== WORK REQUIRED ==
Convert the material into a Markdown table with the columns Row and Line, starting at the line that contains "Keypoint placement rule: for each instance of the reflective" and ending at the line that contains "(1141, 611)", both included. Put a row number and one line in each row, and leave out blank lines.

== RECORDS SHOWN ==

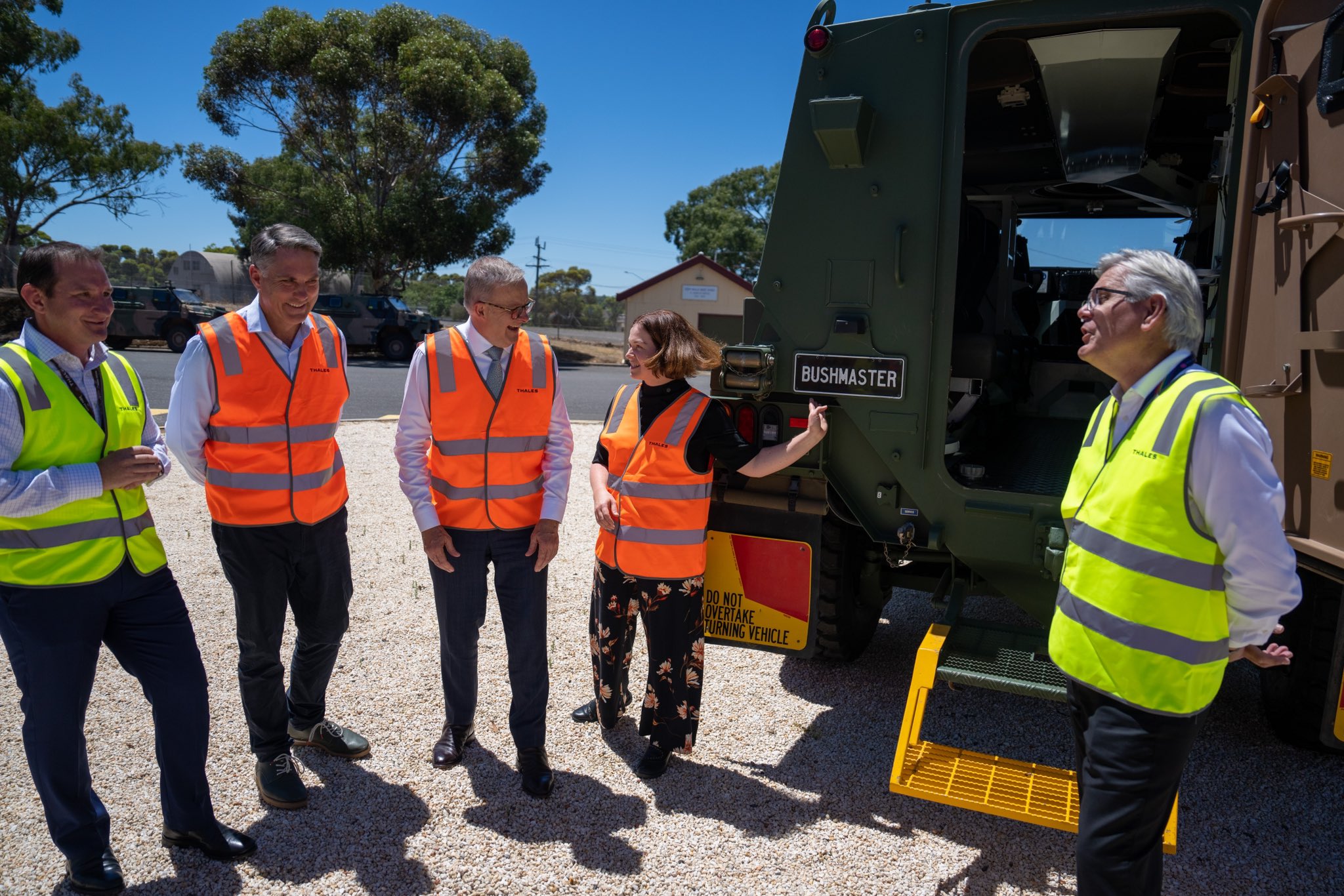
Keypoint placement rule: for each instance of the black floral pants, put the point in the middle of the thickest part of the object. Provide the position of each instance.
(674, 629)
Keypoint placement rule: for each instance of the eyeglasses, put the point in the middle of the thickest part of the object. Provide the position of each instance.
(516, 312)
(1099, 296)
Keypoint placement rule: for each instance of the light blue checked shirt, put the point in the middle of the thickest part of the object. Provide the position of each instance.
(194, 396)
(33, 492)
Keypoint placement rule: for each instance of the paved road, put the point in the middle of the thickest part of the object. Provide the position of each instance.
(377, 384)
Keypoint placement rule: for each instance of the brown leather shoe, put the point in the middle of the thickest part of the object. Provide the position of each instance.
(448, 751)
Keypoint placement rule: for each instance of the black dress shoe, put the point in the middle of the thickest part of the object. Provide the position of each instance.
(654, 762)
(96, 875)
(448, 751)
(536, 770)
(585, 714)
(220, 843)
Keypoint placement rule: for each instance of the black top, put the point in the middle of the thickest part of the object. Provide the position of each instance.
(714, 437)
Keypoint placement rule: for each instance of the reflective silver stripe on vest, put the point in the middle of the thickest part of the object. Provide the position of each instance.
(683, 419)
(538, 354)
(659, 489)
(264, 434)
(1206, 577)
(1167, 436)
(274, 481)
(444, 359)
(497, 445)
(497, 492)
(328, 340)
(229, 356)
(619, 409)
(121, 373)
(660, 537)
(1137, 636)
(38, 399)
(58, 537)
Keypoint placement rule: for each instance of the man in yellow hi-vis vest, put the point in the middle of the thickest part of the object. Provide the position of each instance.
(1177, 563)
(81, 566)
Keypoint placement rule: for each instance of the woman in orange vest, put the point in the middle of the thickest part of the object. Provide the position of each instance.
(651, 481)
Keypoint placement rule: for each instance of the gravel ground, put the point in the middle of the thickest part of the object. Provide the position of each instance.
(787, 790)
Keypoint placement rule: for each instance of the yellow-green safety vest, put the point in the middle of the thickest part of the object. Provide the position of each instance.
(84, 540)
(1141, 611)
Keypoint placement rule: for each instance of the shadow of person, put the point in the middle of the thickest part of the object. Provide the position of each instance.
(581, 812)
(355, 821)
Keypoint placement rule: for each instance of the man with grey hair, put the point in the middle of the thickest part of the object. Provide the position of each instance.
(483, 446)
(1177, 563)
(253, 418)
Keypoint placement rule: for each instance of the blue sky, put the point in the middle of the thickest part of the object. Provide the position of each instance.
(646, 100)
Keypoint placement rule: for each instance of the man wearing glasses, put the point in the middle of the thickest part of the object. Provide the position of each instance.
(483, 446)
(1177, 563)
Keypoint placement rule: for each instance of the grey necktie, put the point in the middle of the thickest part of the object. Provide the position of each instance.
(495, 375)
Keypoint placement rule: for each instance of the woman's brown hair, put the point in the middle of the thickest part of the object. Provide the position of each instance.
(682, 350)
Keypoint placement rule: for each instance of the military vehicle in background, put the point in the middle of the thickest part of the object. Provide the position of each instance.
(381, 323)
(156, 314)
(949, 179)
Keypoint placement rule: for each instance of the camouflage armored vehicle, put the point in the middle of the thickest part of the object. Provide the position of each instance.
(949, 179)
(156, 312)
(382, 323)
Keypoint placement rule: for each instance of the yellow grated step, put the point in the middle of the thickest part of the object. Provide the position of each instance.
(995, 785)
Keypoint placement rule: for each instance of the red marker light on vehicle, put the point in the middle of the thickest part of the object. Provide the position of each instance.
(816, 39)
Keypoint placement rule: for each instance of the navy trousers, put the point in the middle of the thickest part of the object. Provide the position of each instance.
(306, 569)
(1129, 765)
(52, 637)
(460, 602)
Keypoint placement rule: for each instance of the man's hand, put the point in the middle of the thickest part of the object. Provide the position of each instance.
(438, 546)
(546, 543)
(129, 466)
(1272, 655)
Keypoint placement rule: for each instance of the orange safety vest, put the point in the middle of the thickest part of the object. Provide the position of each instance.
(486, 460)
(664, 504)
(270, 449)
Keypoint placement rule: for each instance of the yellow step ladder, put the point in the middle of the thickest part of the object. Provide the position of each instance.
(994, 785)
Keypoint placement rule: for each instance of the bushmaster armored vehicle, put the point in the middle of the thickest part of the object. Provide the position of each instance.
(949, 179)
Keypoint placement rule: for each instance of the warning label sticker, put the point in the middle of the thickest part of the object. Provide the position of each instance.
(759, 592)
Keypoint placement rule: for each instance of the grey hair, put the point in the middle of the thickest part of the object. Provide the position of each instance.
(1148, 272)
(270, 241)
(487, 274)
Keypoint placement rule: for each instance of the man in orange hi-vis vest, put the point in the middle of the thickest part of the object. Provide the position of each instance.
(484, 449)
(253, 417)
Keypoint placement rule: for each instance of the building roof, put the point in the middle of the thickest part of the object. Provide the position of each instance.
(673, 272)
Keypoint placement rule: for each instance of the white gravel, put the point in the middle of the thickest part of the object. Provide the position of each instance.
(787, 790)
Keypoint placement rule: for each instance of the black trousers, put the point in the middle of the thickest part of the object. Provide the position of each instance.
(674, 630)
(52, 637)
(305, 567)
(1129, 765)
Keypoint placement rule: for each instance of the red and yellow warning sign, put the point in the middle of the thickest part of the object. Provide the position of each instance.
(759, 592)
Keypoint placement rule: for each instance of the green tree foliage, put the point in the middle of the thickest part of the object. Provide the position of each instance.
(727, 219)
(405, 137)
(566, 298)
(129, 266)
(79, 152)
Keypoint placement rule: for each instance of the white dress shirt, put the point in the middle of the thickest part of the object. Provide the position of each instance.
(414, 436)
(33, 492)
(194, 397)
(1236, 495)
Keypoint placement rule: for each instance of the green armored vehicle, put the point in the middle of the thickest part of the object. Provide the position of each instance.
(949, 179)
(156, 314)
(381, 323)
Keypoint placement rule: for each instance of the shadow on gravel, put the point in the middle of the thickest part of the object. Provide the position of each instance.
(581, 812)
(355, 821)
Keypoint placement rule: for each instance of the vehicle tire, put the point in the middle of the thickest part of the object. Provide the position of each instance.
(846, 617)
(396, 346)
(1295, 696)
(178, 336)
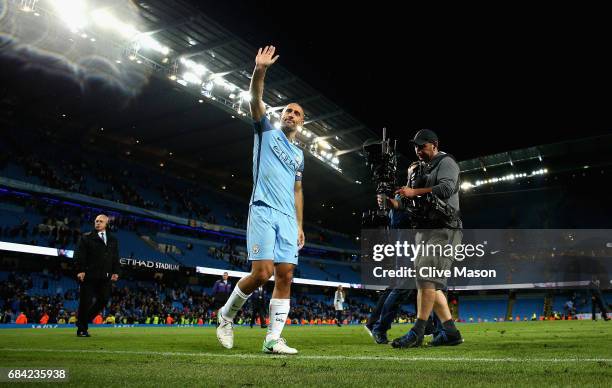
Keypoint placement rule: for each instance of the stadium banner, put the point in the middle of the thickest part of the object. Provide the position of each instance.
(481, 259)
(136, 263)
(38, 250)
(34, 188)
(109, 326)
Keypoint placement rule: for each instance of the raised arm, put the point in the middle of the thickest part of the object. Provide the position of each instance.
(264, 59)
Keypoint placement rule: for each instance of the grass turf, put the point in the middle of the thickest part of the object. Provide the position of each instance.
(502, 354)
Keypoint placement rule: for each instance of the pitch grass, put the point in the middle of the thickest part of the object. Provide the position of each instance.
(576, 353)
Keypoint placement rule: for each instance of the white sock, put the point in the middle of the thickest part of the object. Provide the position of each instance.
(234, 303)
(279, 309)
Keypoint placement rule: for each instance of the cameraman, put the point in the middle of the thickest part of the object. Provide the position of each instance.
(438, 183)
(391, 300)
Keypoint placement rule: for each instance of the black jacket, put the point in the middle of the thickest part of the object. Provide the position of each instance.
(97, 260)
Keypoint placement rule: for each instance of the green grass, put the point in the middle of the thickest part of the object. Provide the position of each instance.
(576, 353)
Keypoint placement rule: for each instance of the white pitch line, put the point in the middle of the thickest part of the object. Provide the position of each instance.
(314, 357)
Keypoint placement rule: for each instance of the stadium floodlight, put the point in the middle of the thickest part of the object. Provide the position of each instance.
(72, 12)
(466, 186)
(192, 78)
(106, 20)
(193, 66)
(147, 41)
(324, 144)
(209, 86)
(245, 95)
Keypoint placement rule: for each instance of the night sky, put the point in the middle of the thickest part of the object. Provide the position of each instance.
(485, 85)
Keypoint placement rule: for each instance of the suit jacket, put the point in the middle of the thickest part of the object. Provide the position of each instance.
(97, 260)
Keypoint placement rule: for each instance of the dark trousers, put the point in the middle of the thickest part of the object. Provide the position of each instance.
(598, 301)
(88, 309)
(375, 316)
(390, 308)
(339, 314)
(258, 310)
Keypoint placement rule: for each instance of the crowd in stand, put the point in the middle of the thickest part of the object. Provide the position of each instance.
(145, 302)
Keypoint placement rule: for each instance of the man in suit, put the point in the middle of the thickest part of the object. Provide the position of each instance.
(258, 302)
(97, 262)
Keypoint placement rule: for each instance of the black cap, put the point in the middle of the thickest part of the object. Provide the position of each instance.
(424, 136)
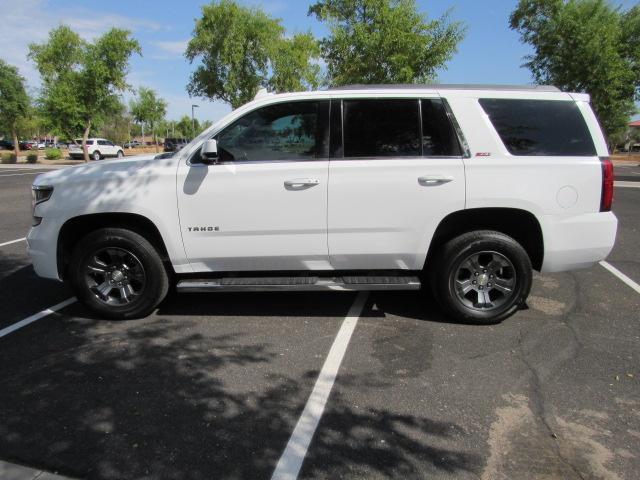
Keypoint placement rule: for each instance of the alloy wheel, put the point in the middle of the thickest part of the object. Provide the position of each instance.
(115, 276)
(485, 281)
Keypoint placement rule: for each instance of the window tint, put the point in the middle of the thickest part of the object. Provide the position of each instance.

== FINAL RESULT ==
| Row | Line |
|---|---|
| 1 | Keypoint placement rule: for each instance of the reflective silver stripe on vest, put the point in the middle of the thickest part of the object. Provide the position of each instance. |
| 2 | (683, 419) |
| 3 | (538, 354) |
| 4 | (659, 489) |
| 5 | (264, 434) |
| 6 | (1206, 577) |
| 7 | (1167, 436) |
| 8 | (274, 481) |
| 9 | (444, 359) |
| 10 | (497, 445) |
| 11 | (497, 492) |
| 12 | (328, 340) |
| 13 | (229, 356) |
| 14 | (619, 409) |
| 15 | (121, 373) |
| 16 | (660, 537) |
| 17 | (1137, 636) |
| 18 | (38, 399) |
| 19 | (58, 537) |
| 20 | Keypoint placement rule: for each instance of the man in yellow hi-vis vest, put the point in the middle of the thickest part of the object. Provide the position of each instance. |
| 21 | (1177, 563) |
| 22 | (81, 566) |
| 23 | Keypoint placement rule: for each instance of the woman in orange vest, put the point in the middle of the thickest part of the object. Provide the position of each instance. |
| 24 | (651, 481) |
| 25 | Keypoint placement rule: for each instance of the gravel ground, put the point in the middle of the thickest part of the object. Provide the position of each instance. |
| 26 | (787, 790) |
| 27 | Keypoint placement rule: for each instance of the yellow-green safety vest, put the point in the middle of the thickest part of the object. Provide the position of each instance. |
| 28 | (84, 540) |
| 29 | (1141, 611) |